:: RECORDS TO USE
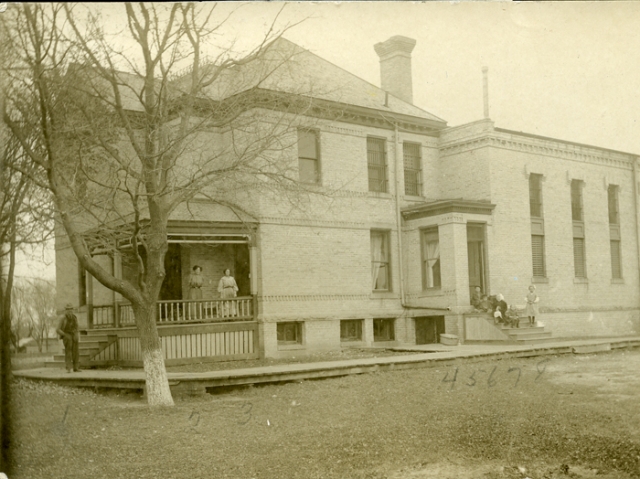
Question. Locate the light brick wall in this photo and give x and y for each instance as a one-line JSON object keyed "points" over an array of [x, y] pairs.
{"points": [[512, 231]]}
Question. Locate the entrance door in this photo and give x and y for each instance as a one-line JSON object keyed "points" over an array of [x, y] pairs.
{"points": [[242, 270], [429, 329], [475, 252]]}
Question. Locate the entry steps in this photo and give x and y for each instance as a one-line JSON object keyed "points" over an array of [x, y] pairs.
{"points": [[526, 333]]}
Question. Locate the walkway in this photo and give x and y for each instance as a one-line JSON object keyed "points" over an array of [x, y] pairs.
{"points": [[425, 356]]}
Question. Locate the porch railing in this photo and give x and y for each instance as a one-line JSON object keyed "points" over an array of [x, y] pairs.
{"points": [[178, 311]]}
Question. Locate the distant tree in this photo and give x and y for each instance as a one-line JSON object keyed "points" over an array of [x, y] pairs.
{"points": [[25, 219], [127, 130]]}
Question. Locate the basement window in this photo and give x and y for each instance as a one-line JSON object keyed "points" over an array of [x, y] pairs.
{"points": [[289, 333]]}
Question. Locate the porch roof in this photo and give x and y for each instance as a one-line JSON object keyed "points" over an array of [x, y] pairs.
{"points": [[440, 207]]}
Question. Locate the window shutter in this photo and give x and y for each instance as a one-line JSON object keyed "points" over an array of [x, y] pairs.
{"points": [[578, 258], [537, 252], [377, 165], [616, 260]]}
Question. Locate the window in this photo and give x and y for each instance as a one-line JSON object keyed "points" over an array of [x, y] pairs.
::::
▶ _EXERCISE INSTRUCTIONS_: Output every record verbatim, skipping images.

▶ _OUTPUT BELOW_:
Question. Locate the light brick wall in this photo and give x and y for each instance as a one-line JSON object keyed "points" over an array of [x, y] pairs.
{"points": [[512, 231]]}
Question. Locate the entrance door in this photo and give x and y for each instance as a one-line JSON object keyed "points" over an array of [x, y] pairs.
{"points": [[242, 270], [429, 329], [475, 252]]}
Question. Locate the entry steps in this photo and give x and y for each instance as a one-line JSON object keyed "points" over an array of [x, y] pairs.
{"points": [[526, 333]]}
Question. Locate the walkway in this photo and give x and y for each instance as a one-line JSON object keyed "points" over an array of [x, y] pairs.
{"points": [[425, 356]]}
Question. Locate the porch railing in this photo and give x and y for each instance as a one-line JSON object keyed "points" over an array of [x, y] pairs.
{"points": [[178, 311]]}
Question. Locate the distant tree in this photo and give x and y for each instance as a one-line JSON object keyed "points" over an array of [x, y] pairs.
{"points": [[25, 219], [127, 130]]}
Question. Locate the basement window in this photo and give x and y for each instance as a one-line JSON object keyed "points" over an array of [x, y] pairs.
{"points": [[289, 333]]}
Question. Locate the porch roof in this photo and give x and y for each instance as a one-line JSON object keyed "points" over an array of [x, y] pairs.
{"points": [[440, 207]]}
Question. Locate the window shutter in this photo and give x and y for each instance as a one-line JSON object keyed "points" over an array of [x, y] pairs.
{"points": [[578, 258], [537, 252], [377, 165], [616, 260]]}
Question. Locate the window in this photo and give x and y for each instance as a one-line JSON object keyed "points" over an array of [x, y] pairs.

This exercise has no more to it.